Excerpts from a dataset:
+---+
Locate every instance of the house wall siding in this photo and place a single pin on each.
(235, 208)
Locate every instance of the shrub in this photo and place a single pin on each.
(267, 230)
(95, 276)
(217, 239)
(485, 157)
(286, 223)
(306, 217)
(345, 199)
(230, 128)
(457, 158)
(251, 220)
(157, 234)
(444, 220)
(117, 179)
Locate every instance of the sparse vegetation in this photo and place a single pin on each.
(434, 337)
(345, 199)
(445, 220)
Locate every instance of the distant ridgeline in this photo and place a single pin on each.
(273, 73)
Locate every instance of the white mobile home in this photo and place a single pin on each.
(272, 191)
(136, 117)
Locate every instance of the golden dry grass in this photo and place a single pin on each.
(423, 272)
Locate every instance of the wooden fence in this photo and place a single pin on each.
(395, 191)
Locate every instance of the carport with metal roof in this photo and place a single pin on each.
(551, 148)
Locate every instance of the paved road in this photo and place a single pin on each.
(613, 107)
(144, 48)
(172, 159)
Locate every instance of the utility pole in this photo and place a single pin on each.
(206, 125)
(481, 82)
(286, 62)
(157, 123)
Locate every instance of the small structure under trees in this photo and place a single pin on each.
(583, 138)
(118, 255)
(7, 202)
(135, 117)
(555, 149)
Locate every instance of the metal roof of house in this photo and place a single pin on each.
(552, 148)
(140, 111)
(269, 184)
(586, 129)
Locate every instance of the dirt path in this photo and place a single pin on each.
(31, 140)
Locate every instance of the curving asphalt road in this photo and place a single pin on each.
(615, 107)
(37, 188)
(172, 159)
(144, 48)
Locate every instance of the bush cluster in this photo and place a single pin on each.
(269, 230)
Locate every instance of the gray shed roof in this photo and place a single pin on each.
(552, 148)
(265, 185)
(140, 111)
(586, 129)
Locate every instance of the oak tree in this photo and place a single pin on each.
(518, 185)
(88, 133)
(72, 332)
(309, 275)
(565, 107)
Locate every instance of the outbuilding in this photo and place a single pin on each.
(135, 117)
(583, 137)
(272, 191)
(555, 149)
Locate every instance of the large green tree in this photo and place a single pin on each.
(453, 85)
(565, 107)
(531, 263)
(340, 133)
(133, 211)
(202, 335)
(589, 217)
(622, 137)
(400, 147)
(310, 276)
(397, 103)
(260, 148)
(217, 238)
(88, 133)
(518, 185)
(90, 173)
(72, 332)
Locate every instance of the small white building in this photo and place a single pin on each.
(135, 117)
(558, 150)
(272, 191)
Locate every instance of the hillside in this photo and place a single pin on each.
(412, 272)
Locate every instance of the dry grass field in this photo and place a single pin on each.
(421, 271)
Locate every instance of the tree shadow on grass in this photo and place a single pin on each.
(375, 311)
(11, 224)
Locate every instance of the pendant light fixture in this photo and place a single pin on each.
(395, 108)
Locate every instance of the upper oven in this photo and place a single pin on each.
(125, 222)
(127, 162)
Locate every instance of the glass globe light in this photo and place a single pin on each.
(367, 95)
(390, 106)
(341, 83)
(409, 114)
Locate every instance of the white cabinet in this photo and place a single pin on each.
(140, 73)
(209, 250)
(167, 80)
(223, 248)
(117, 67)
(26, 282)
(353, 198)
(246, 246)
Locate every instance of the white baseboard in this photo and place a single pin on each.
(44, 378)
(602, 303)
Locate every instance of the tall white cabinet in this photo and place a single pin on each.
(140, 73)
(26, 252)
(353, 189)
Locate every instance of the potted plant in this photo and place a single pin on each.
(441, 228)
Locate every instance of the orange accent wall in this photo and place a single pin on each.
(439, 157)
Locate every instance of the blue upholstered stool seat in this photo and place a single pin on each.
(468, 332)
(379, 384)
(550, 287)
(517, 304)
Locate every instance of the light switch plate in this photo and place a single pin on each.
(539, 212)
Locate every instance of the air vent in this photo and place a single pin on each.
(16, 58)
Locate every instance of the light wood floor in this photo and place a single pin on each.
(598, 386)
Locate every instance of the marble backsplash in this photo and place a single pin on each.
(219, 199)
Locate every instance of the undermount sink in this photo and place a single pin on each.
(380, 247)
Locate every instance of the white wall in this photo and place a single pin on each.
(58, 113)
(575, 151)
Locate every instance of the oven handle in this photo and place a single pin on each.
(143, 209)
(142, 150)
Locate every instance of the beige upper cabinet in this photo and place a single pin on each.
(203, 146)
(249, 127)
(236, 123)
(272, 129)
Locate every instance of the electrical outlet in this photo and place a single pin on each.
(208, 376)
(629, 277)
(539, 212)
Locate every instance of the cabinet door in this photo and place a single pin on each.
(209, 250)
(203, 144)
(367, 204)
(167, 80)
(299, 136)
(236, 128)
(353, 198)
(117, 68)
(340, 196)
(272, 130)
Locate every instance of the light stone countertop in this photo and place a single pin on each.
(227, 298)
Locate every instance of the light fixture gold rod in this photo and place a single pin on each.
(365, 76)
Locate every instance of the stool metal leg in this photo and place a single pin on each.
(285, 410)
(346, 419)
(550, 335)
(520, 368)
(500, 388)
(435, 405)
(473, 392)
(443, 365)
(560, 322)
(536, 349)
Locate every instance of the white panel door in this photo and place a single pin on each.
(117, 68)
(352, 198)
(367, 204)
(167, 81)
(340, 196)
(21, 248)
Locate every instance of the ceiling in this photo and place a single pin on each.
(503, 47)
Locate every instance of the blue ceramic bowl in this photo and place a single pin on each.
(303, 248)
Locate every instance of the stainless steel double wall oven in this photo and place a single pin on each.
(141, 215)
+---+
Exactly as shown above, return every record.

Locate every instance of the house wall siding in this photo and place a single pin on each.
(235, 208)
Locate every instance of the shrub in this photo and place a single pin on each.
(267, 230)
(95, 276)
(217, 239)
(485, 157)
(286, 223)
(306, 217)
(345, 199)
(230, 128)
(457, 158)
(251, 220)
(157, 234)
(444, 220)
(117, 179)
Locate every instance of the sparse vegetation in this photo and place a single pin on each.
(434, 337)
(345, 199)
(445, 220)
Locate every instance of the distant ridgeline in this photo and place a single pin on each.
(273, 73)
Locate every instance of the white mobile home in this photo and place a single pin on each.
(272, 191)
(136, 117)
Locate every instance of the golden dry grass in this photo and place a single pin on each.
(423, 272)
Locate every instance of the wooden fence in this photo and place a single pin on each.
(395, 191)
Locate every instance of the carport with metal roof in this photo and place a single pin on each.
(551, 148)
Locate every instance of the paved road in this photo and place a single pin on each.
(613, 107)
(144, 48)
(172, 159)
Locate every instance of the utility pole in this photo and place a single pin on each.
(206, 125)
(481, 82)
(286, 62)
(157, 123)
Locate every instance of the small structure under trees in this photo and place a single pin on each.
(583, 138)
(118, 255)
(7, 202)
(135, 117)
(555, 149)
Locate every instance of the metal roof of house in this photo and place a single pin on each.
(552, 148)
(140, 111)
(269, 184)
(586, 129)
Locate every instance of the dirt path in this photo and place a single pin on each.
(31, 140)
Locate every instance of the curving asphalt road in this photo and place a single pin on each.
(615, 107)
(37, 188)
(172, 159)
(144, 48)
Locate every instance of the bush cluster in this photo and place a single pin on each.
(269, 230)
Locate every instance of the gray shed roof in this photo and place a single pin on each.
(552, 148)
(265, 185)
(140, 111)
(586, 129)
Locate every instance of the oak tree in this photo and place a single pin on each.
(518, 185)
(88, 133)
(72, 332)
(309, 275)
(565, 107)
Locate every instance of the outbuilding in this photo and place a single pin on each.
(135, 117)
(583, 137)
(272, 191)
(555, 149)
Locate every instance of the large green tree in this photo and place a single pin on each.
(453, 85)
(565, 107)
(531, 263)
(340, 133)
(133, 211)
(202, 335)
(589, 217)
(622, 137)
(400, 147)
(310, 276)
(397, 103)
(260, 148)
(217, 238)
(88, 133)
(518, 185)
(90, 173)
(72, 332)
Locate every instance of the small white building in this photo and place a single pin on each.
(135, 117)
(558, 150)
(272, 191)
Locate every instance of the hillside in this photo and place a single pin on each.
(412, 272)
Locate every instance of the dry grass field in this photo and place a single pin on each.
(421, 271)
Locate every instance of the tree shadow on grass in this photo and place a single pin on each.
(375, 311)
(11, 224)
Locate every instance of the pendant light fixture in this photo and place a single pin on each.
(395, 108)
Locate every instance of the upper oven in this photo and place a single pin on each.
(125, 222)
(127, 162)
Locate every instance of the glass globe light in this photo and place a single pin on each.
(367, 95)
(390, 106)
(341, 83)
(409, 114)
Locate every instance of the white cabinet in this photo and place a single pin on each.
(140, 73)
(209, 250)
(167, 80)
(223, 248)
(117, 67)
(26, 282)
(353, 198)
(246, 246)
Locate every instance of the white baseboard in this photo and place a single pin on each.
(44, 378)
(602, 303)
Locate every instance of the tall white cabinet in this photo and place a single pin on each.
(140, 73)
(26, 252)
(353, 189)
Locate every instance of the potted plant in this photo and place a single pin on each.
(441, 228)
Locate every instance of the orange accent wall in this photo and place a single pin on each.
(439, 157)
Locate every instance of the blue upholstered stool seat in this photo and place a single pin on each.
(468, 332)
(379, 384)
(550, 287)
(517, 304)
Locate every instance of the light switch plate in this photo and place a single pin on each.
(539, 212)
Locate every instance of the air vent in this photo and place a single pin on each.
(16, 58)
Locate every instance of the light wood floor in this photo and place a single pin on each.
(598, 386)
Locate every instance of the marble backsplash in this photo and place a single pin on each.
(219, 199)
Locate every instance of the undermount sink in this photo and place a single pin on each.
(380, 247)
Locate every instance of the white wall in this photo and place a single pin on each.
(58, 113)
(575, 151)
Locate every instance of the oven handle in this photo and place a single pin on each.
(143, 209)
(142, 150)
Locate every instance of the beige upper cabinet in this photo and place a single pin on each.
(203, 146)
(249, 127)
(236, 123)
(272, 129)
Locate every instance of the electrical outlet in this photo and place a single pin on each.
(208, 376)
(629, 277)
(539, 212)
Locate every instance of the cabinet door in this photo and place a single pin on each.
(209, 250)
(203, 144)
(367, 204)
(167, 80)
(299, 136)
(236, 128)
(353, 198)
(117, 68)
(340, 196)
(272, 130)
Locate every instance of the light stone countertop in this photo and place a single pin on each.
(227, 298)
Locate every instance of the light fixture gold rod in this photo and place a single pin on each.
(365, 76)
Locate every instance of the stool metal leg in this photo and place a single pin on each.
(285, 410)
(346, 419)
(550, 335)
(520, 368)
(500, 388)
(435, 405)
(473, 392)
(443, 365)
(560, 322)
(536, 349)
Locate every instance of the white panel door in this photo and place a single pin on each.
(117, 68)
(352, 198)
(367, 204)
(167, 81)
(340, 196)
(21, 248)
Locate every instance of the ceiling in this photo and place a single pin on each.
(503, 47)
Locate every instance of the blue ceramic bowl in this photo and place a single pin on each.
(303, 248)
Locate every instance of the stainless steel double wall oven in this photo and place a single pin on each.
(141, 215)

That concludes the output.